BEGIN Input records

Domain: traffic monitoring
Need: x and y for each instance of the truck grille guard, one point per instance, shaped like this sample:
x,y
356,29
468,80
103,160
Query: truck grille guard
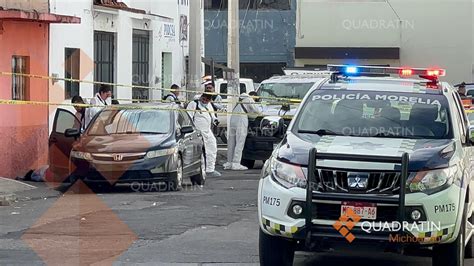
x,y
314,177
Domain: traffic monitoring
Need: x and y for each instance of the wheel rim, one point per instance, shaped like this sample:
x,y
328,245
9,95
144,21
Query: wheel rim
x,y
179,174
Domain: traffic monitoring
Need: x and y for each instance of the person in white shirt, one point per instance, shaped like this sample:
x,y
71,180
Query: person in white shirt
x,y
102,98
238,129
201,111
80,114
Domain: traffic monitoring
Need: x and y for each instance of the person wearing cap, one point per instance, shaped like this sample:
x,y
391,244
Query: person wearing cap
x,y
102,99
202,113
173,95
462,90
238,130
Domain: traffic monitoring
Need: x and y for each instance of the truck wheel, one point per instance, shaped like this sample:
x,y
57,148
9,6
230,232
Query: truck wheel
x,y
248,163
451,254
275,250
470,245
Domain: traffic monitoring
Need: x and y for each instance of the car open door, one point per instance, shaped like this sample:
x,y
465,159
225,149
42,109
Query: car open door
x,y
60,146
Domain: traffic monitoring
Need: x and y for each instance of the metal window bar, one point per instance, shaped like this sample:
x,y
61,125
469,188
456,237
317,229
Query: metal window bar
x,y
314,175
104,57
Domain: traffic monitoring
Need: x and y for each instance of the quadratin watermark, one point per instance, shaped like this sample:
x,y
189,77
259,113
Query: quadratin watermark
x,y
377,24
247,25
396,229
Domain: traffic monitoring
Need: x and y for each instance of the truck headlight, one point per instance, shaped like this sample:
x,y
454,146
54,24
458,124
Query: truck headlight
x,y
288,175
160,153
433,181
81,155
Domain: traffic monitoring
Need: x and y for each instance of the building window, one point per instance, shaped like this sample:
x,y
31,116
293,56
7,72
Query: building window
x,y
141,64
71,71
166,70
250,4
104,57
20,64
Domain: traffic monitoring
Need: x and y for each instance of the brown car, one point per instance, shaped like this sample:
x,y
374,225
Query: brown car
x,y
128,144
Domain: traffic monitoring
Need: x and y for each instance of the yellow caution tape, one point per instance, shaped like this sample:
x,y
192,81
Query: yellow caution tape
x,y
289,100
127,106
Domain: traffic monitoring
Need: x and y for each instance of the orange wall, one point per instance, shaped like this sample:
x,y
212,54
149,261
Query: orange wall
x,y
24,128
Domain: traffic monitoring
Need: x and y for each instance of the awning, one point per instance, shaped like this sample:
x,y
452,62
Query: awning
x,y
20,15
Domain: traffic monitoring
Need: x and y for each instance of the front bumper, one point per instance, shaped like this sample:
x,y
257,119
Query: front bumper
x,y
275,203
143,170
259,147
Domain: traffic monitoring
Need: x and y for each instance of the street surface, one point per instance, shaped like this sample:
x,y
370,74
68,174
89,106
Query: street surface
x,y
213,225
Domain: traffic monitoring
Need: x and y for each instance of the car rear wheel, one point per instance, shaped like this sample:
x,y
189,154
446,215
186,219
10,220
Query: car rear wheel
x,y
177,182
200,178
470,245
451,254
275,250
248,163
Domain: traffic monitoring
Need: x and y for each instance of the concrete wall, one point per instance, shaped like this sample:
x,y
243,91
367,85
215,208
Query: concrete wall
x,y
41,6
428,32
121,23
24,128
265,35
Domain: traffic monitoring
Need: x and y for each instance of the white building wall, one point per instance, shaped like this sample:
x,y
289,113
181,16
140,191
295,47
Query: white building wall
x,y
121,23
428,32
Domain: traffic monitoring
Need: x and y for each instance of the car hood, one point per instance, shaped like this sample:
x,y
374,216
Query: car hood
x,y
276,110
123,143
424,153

END Input records

** Exercise objective **
Please copy out each line above exactly as written, but not the pictures.

** Your solution **
Domain: traffic monitoring
Need: x and y for each instance of the truck grille guard, one point per instance, shaped like this sample:
x,y
356,29
468,80
103,160
Query: truck grille guard
x,y
314,177
Domain: traffic monitoring
Need: x and y for each instance of the wheel rim, one point per instance, shaped like this sample:
x,y
328,245
9,95
144,21
Query: wheel rim
x,y
179,174
Domain: traffic monitoring
Need: x and y for each instance of the person in white shirt, one point per instance, shaped like this sample:
x,y
71,180
Query: person in white shirt
x,y
102,98
238,129
201,111
80,114
Domain: traffic monitoring
Need: x and y for each instance of the person wearing cap, one point per instance, shaped like this sample:
x,y
391,244
Query: person wearing cap
x,y
102,99
202,113
173,95
462,90
238,130
Domain: traffic monitoring
Need: x and y for each instance of the truck wheel, one point per instance, shaped like this sample:
x,y
57,148
9,6
230,232
Query: truck wheel
x,y
248,163
451,254
275,250
470,245
Domain: traffic monitoring
Need: x and y for each instance of the car open door, one point per instance, shaped like this sample:
x,y
465,159
225,149
42,109
Query: car open door
x,y
60,146
Domain: traffic monitoring
Need: x and y for each instance of the metal window bar, one point per instance, shaped like this sample:
x,y
61,125
469,188
456,237
317,229
Query: metal window bar
x,y
314,175
104,57
Domain: traffic monitoring
Need: x and y for each instance of the quadratin watermark, one point per instance, shaped like this sample:
x,y
189,77
259,113
Query: quadratin watermark
x,y
377,24
247,25
396,229
Domain: traffic monitoring
Need: x and y for each instance of the truck headlight, one point per instance, shaped like this sample:
x,y
454,146
54,24
458,124
Query: truck headlight
x,y
288,175
160,153
433,181
81,155
Domain: traffic monitoring
Need: x and y for each instance of the building window, one point per instance, shaped like this sample:
x,y
31,116
293,56
7,72
Query: building window
x,y
141,64
71,71
166,70
250,4
104,57
20,64
Domain: traffic monitoring
Need: x and y for each instance of the brown car, one point per instance, shaped like this sample:
x,y
374,225
Query: brown car
x,y
128,144
Domain: traffic monitoring
Need: x and y for each instance of the yellow caution tape, one point per instance, shaped like this sample:
x,y
192,81
Query: yellow caution tape
x,y
289,100
127,106
Domain: traffic monitoring
Need: x and y for each instance of the orange wall, one point per instance, shaped like this sample:
x,y
212,54
149,261
Query: orange wall
x,y
24,128
Domain: traffic monitoring
Need: x and y for each instance of the awning, one point per instance, shaped like this sample:
x,y
452,62
Query: awning
x,y
20,15
Domain: traffic monitoring
Need: x and y for each instance of the front bumper, one point per instance, shaped like this sample:
x,y
257,119
Query: front bumper
x,y
275,203
143,170
259,147
Domain: traffic monitoring
Need: x and y for each instance of the street surface, one point per instance, shaped like this sample:
x,y
370,74
68,174
89,106
Query: street surface
x,y
213,225
Domain: traffic monitoring
Need: x and y for each instance of the car rear wheel, one point per instance, shaped like this sample:
x,y
189,154
446,215
186,219
10,220
Query: car rear wheel
x,y
177,182
200,178
470,245
451,254
275,250
248,163
Domain: traffic monitoring
Need: x and y for each instance of the concrete wall, one point per instance, shaped like this sample:
x,y
243,91
367,85
215,208
Query: concrete wall
x,y
41,6
428,32
121,23
24,128
265,35
Domain: traffic monitoring
Need: x and y for each instance of the white building wall, one point per instance, shaped like this sample:
x,y
289,113
181,16
140,191
295,47
Query: white building wall
x,y
121,23
428,32
Domain: traffic monitoring
Need: x and y for each instance of the car hood, one point per instance, shaped like this sample:
x,y
374,216
Query: car hood
x,y
276,110
123,143
424,153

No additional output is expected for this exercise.